··· TRECHO EXTRAÍDO ···

COMMU questiona Alden sobre mega-empreendimento imobiliário

Por Caio César | 06/08/2022 | 9 min.

Legenda: Imagem de satélite do distrito de Cezar de Souza, que já apresenta as movimentações de terra associadas ao Plano Urbanístico da Reserva da Serra do Itapety. Créditos ao Google Earth pela imagem
Na primeira metade de julho, questionamos a Alden após a publicação de reportagens pela imprensa do Alto Tietê. Nossa preocupação: o aparente descompasso entre as características do empreendimento Fazenda Rodeio, a ser construído no distrito de Cezar de Souza, em Mogi das Cruzes, e o Plano Urbanístico da Reserva da Serra do Itapety

Índice


Contextualização

Na primeira metade de julho, a imprensa do Alto Tietê publicou algumas reportagens relacionadas ao Plano Urbanístico da Reserva da Serra do Itapety. Apesar de serem sucintas e não abordarem o plano diretamente, as reportagens veiculadas nos ofereceram indícios importantes em torno da postura da Alden, empresa que entendemos ser a responsável pelo processo de loteamento, tendo como sócios dois grupos empresariais tradicionais de Mogi das Cruzes e Suzano.

De imediato, tanto a quantidade de lotes, quanto a proposta do lançamento imobiliário apresentado pela imprensa (veja aqui e aqui), chamaram a nossa atenção (não por bons motivos, como veremos).

··· ITENS DE DADOS ···

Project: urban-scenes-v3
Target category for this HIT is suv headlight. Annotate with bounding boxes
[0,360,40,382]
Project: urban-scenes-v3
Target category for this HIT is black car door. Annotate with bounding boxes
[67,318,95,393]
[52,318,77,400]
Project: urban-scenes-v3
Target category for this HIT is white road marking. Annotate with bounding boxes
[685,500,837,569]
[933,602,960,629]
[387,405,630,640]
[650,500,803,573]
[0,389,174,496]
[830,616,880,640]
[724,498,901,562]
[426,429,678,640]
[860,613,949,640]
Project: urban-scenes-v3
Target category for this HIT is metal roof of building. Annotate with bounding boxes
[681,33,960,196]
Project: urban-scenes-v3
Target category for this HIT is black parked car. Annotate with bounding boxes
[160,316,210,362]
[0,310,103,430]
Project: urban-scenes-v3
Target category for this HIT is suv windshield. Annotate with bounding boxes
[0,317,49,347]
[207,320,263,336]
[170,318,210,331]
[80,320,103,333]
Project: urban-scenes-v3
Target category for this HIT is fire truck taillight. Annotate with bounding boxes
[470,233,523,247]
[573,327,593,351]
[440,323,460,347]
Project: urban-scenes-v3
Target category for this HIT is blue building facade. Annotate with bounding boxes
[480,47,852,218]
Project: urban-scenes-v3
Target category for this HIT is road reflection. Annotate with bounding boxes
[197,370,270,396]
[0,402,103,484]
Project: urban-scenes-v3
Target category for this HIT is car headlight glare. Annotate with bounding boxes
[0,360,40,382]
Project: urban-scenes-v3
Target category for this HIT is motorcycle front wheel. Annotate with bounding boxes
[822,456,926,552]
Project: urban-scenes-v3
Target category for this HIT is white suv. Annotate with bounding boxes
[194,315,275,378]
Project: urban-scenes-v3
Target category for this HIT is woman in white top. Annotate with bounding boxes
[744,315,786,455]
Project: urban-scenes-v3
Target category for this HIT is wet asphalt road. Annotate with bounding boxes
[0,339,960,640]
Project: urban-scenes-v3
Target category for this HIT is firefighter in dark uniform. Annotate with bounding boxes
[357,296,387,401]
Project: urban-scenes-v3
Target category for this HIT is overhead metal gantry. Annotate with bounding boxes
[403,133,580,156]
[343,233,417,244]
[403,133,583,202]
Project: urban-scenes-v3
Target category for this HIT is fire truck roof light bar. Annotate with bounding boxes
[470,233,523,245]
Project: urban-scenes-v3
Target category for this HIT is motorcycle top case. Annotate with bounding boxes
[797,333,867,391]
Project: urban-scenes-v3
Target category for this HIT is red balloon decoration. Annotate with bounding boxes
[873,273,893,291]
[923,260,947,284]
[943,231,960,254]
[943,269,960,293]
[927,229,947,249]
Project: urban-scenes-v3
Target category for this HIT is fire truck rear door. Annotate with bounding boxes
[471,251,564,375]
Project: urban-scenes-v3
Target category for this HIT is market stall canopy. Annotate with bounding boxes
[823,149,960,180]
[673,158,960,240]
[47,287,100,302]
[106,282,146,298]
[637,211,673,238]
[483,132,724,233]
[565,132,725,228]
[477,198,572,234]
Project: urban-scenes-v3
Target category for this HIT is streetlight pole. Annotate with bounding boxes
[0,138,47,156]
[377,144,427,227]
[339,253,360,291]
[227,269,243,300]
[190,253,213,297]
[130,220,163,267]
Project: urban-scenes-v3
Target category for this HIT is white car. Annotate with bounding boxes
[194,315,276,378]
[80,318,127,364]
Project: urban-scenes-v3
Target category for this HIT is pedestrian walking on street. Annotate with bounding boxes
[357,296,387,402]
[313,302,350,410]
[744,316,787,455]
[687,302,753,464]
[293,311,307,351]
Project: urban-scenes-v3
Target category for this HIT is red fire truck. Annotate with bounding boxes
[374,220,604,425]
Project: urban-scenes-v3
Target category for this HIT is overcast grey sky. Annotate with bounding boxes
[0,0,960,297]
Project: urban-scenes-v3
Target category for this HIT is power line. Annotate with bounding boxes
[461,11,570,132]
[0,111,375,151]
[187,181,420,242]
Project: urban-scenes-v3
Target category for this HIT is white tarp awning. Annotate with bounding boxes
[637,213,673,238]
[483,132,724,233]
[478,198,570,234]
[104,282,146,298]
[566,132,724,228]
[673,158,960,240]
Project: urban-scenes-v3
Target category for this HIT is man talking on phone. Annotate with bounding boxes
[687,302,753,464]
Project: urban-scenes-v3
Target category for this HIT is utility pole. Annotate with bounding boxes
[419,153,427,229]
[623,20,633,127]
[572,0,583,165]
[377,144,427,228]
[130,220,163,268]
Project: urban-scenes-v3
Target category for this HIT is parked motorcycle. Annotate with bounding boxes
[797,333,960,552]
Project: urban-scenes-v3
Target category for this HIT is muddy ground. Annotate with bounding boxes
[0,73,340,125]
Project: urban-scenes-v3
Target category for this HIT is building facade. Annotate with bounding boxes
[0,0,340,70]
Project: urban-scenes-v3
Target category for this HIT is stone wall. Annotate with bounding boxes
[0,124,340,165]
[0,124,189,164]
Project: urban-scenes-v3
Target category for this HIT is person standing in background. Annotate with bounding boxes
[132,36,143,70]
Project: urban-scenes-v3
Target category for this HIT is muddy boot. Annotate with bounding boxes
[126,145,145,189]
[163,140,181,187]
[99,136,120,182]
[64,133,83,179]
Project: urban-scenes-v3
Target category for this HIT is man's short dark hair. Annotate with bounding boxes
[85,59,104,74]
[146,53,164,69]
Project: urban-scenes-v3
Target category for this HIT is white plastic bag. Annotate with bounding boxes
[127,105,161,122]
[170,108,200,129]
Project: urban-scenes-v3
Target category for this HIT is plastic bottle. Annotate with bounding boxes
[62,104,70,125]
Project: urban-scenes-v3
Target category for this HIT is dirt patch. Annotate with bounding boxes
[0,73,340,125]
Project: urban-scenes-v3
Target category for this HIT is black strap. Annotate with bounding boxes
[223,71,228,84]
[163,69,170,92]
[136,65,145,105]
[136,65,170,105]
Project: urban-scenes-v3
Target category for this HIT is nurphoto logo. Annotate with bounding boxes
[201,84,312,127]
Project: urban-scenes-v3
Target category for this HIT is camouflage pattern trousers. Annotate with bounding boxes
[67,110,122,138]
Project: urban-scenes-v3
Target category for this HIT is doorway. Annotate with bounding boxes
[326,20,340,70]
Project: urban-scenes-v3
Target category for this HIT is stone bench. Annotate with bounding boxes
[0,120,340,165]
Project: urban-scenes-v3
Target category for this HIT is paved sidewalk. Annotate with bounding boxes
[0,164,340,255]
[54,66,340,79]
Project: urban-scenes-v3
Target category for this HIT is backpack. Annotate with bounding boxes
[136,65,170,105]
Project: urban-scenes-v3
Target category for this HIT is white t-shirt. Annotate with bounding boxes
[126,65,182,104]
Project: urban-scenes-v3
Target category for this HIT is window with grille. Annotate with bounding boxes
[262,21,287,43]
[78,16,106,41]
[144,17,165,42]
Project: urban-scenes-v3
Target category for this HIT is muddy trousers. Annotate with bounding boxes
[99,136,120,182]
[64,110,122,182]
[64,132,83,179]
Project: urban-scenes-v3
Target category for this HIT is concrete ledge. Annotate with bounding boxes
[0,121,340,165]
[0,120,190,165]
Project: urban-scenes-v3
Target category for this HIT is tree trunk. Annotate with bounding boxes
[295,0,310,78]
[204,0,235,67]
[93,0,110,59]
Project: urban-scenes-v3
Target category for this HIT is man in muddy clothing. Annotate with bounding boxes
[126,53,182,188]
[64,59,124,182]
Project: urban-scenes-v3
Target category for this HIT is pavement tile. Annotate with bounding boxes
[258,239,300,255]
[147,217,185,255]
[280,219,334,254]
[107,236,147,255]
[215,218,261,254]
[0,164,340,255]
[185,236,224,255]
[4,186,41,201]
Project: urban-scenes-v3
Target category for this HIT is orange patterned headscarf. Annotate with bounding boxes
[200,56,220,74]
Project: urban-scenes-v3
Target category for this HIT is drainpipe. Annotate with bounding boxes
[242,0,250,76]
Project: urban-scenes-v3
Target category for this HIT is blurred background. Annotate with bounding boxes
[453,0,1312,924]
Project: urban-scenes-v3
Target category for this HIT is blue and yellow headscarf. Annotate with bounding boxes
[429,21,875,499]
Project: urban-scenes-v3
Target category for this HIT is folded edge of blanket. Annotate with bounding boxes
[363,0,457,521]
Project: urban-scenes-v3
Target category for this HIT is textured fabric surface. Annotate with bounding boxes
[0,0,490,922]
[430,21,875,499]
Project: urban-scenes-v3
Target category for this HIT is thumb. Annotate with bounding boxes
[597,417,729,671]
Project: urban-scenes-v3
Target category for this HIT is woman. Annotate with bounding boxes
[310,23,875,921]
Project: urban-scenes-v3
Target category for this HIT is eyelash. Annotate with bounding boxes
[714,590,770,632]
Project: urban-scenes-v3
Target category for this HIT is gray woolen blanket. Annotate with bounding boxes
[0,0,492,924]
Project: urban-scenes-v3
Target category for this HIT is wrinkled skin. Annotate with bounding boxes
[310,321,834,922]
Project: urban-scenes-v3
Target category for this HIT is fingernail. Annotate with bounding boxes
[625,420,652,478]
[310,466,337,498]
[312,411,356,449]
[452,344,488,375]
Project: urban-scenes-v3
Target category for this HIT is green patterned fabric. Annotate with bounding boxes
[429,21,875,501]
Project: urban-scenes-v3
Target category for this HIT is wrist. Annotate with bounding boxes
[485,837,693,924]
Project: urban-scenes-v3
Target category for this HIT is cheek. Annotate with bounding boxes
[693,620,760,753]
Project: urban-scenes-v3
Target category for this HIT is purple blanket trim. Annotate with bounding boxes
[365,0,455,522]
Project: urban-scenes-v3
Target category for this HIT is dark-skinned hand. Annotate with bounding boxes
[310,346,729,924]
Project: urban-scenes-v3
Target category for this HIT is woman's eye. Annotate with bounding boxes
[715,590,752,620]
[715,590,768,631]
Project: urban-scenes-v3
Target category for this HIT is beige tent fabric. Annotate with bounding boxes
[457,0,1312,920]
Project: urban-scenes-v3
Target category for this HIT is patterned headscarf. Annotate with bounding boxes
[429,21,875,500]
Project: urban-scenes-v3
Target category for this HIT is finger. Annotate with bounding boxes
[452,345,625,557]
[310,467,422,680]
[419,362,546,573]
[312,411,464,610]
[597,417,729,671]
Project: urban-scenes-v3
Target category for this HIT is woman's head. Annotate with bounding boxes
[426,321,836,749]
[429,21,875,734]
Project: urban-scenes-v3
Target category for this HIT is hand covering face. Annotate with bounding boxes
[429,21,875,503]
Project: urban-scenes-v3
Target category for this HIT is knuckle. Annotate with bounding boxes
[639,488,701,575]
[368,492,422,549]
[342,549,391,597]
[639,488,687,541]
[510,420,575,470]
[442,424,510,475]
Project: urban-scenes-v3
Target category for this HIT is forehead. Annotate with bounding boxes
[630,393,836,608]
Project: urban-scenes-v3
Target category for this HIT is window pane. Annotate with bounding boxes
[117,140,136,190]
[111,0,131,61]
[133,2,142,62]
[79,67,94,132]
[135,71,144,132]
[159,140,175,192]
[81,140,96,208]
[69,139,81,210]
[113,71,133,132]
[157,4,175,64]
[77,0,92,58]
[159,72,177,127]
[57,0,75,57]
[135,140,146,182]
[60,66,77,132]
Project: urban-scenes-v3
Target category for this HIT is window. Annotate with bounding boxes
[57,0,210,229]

···

-- TAREFAS PROPOSTAS --
a – Traduza para o inglês esta frase da matéria sobre o mega-empreendimento imobiliário: "Na primeira metade de julho, a imprensa do Alto Tietê publicou algumas reportagens relacionadas ao Plano Urbanístico da Reserva da Serra do Itapety."
b – Prossiga com a matéria sobre o mega-empreendimento imobiliário a partir do ponto em que o trecho termina.

-- RESPOSTAS POR TAREFA --
a – In the first half of July, the Alto Tietê press published a few reports related to the Urban Plan of the Serra do Itapety Reserve.

b –
Procurando respostas

Já havíamos estudado o site da Alden e o Plano Urbanístico em outubro de 2021, quando escrevemos sobre uma série de ações de desenvolvimento imobiliário no município de Mogi das Cruzes. Até julho, pairava um silêncio a respeito dos próximos passos para concretização das diferentes etapas, embora a presença da Alden já se fizesse sentir na área que abrange o Plano Urbanístico.

Legenda: Planta destacando a Etapa 1 do Plano Urbanístico Reserva da Serra do Itapety, disponível na página oficial “O que significa a ‘Etapa 1’”

O silêncio foi especialmente rompido com um parágrafo presente na reportagem intitulada “Com novo residencial, viadutos e novas ruas chegam a César”, publicada pelo famigerado Diário de Mogi:


Uma futura etapa - em um setor denominado inicialmente como "cidades", para o mix de vocação comercial, empresarial e serviços - já é vista por quem passa na região, a caminho de bairros como o Botujuru. Com a infraestrutura viária e de saneamento nascerá antes, todo o bloco, nessa região, que já está sendo construído.

Ora, é no mínimo estranho que o setor com uso misto, edifícios de maior gabarito e potencial de abrigar uma maior densidade habitacional, seja classificado como “futura etapa”. Outro aspecto curioso consiste na utilização inédita do termo “setor” pelo jornal mogiano, acrescentando uma camada adicional que não está presente no site da Alden (basta buscar por setor OR cidade site:https://alden-di.com.br usando o Google e observar que não há indexação de conteúdo compatível com a terminologia).

Quase esgotando nossas buscas por respostas em materiais públicos, encontramos uma apresentação da Helbor (uma das empresas sócias da Alden) direcionada a investidores, da qual extraímos os slides abaixo.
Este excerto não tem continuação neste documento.